### TASK STATEMENT:
The full set of entries below must be returned exactly as shown.

────

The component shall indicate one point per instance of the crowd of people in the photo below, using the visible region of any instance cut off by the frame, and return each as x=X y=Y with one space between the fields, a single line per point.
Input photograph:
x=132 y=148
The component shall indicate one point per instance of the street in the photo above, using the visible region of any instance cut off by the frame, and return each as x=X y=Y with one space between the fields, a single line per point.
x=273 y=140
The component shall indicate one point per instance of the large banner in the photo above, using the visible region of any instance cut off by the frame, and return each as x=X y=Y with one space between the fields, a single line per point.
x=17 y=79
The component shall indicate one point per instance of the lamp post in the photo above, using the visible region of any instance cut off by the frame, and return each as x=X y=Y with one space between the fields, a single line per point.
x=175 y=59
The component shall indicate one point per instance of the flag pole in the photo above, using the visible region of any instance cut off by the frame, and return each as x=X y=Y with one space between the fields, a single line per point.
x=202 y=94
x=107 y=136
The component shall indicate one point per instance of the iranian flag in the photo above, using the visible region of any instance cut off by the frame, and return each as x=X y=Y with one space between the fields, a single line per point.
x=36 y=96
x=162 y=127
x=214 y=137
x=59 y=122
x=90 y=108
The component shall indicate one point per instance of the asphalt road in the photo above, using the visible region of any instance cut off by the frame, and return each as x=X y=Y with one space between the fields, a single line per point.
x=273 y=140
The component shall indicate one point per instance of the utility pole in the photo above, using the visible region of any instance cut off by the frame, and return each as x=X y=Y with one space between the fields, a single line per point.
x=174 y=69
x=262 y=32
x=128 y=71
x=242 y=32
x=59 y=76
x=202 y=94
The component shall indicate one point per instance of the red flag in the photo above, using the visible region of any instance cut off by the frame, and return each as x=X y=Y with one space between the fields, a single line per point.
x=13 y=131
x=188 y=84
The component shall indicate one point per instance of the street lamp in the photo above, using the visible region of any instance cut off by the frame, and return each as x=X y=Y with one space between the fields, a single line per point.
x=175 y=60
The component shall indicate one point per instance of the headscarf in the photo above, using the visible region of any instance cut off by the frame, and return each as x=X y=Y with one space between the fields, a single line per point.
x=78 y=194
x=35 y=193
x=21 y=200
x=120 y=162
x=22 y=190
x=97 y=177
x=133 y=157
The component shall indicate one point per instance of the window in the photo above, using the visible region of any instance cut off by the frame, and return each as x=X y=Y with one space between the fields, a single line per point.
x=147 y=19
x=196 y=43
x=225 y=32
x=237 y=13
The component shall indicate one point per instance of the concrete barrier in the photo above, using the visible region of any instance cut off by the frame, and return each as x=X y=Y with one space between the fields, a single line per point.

────

### TASK OUTPUT:
The component shall indicate one point per instance of the crowd of people in the photo below, using the visible region of any instance cut off by the frame, and return each as x=X y=Y with one space between the fields, a single line per point.
Input photograph:
x=132 y=148
The component shall indicate one point per instance of the street in the photo above, using the visible region of any instance cut off by the frame, and return each as x=X y=Y with one space between the fields, a single line per point.
x=273 y=140
The component shall indicate one point per instance of the large banner in the photo above, using the visible region of any instance cut off by the frame, and return each as x=X y=Y with one space between the fields, a single line per point.
x=17 y=79
The component shall indicate one point per instance of the lamp post in the photo above, using the visible region of any instance cut off by the frame, and return each as x=X y=Y with one space between the fields, a single line per point.
x=175 y=59
The component shall indicate one point per instance of the flag pole in the photo above, using the visible region of any instance cut off by the frame, and return each as x=X y=Y with one space between the fields, a single line per point.
x=202 y=94
x=107 y=136
The component shall indicate one point per instance of the iranian flag in the photo above, using the visible region of any instance cut off by the frame, and return each as x=X y=Y with one space between the fields, a single line per point.
x=36 y=96
x=162 y=127
x=214 y=137
x=59 y=122
x=90 y=108
The component shall indicate one point per instance of the asphalt road in the photo above, using the visible region of any instance cut off by the frame, and return each as x=X y=Y with one space between the fields, a single line per point.
x=273 y=140
The component shall indicate one point per instance of the utility pole in the photo above, using the visible region of any instance cut off by the frame, and return each as x=X y=Y with one space between the fields, a single line per point.
x=174 y=69
x=262 y=32
x=128 y=71
x=242 y=32
x=59 y=76
x=202 y=94
The component shall indicate one point per instance of the red flag in the photo above, using the visible region of any instance cut off by the frame, and return each as x=X y=Y with one space between the fields, a single line per point.
x=13 y=131
x=188 y=84
The component shall indicate one point per instance of the street lamp in the photo above, using the visible region of any instance cut off by the frame, and return each as x=X y=Y with one space between the fields, a single line per point.
x=175 y=60
The component shall indicate one point per instance of the headscarf in the photo above, using the visible region of any instance cut off by the frame, and return each as x=X y=Y with one space between the fields, a single line per point.
x=78 y=194
x=35 y=193
x=21 y=200
x=120 y=162
x=22 y=190
x=97 y=177
x=133 y=157
The component shall indicate one point per instance of the window in the photo above, using the visible region of any instance cut off by the frame, and return each as x=X y=Y with one space between the fields, a single line per point.
x=147 y=19
x=196 y=43
x=225 y=32
x=237 y=13
The component shall indicate one point per instance of the concrete barrier in the photo above, using the visible region of any instance cut off by the frame, and return each as x=X y=Y with one space between the fields, a single line per point.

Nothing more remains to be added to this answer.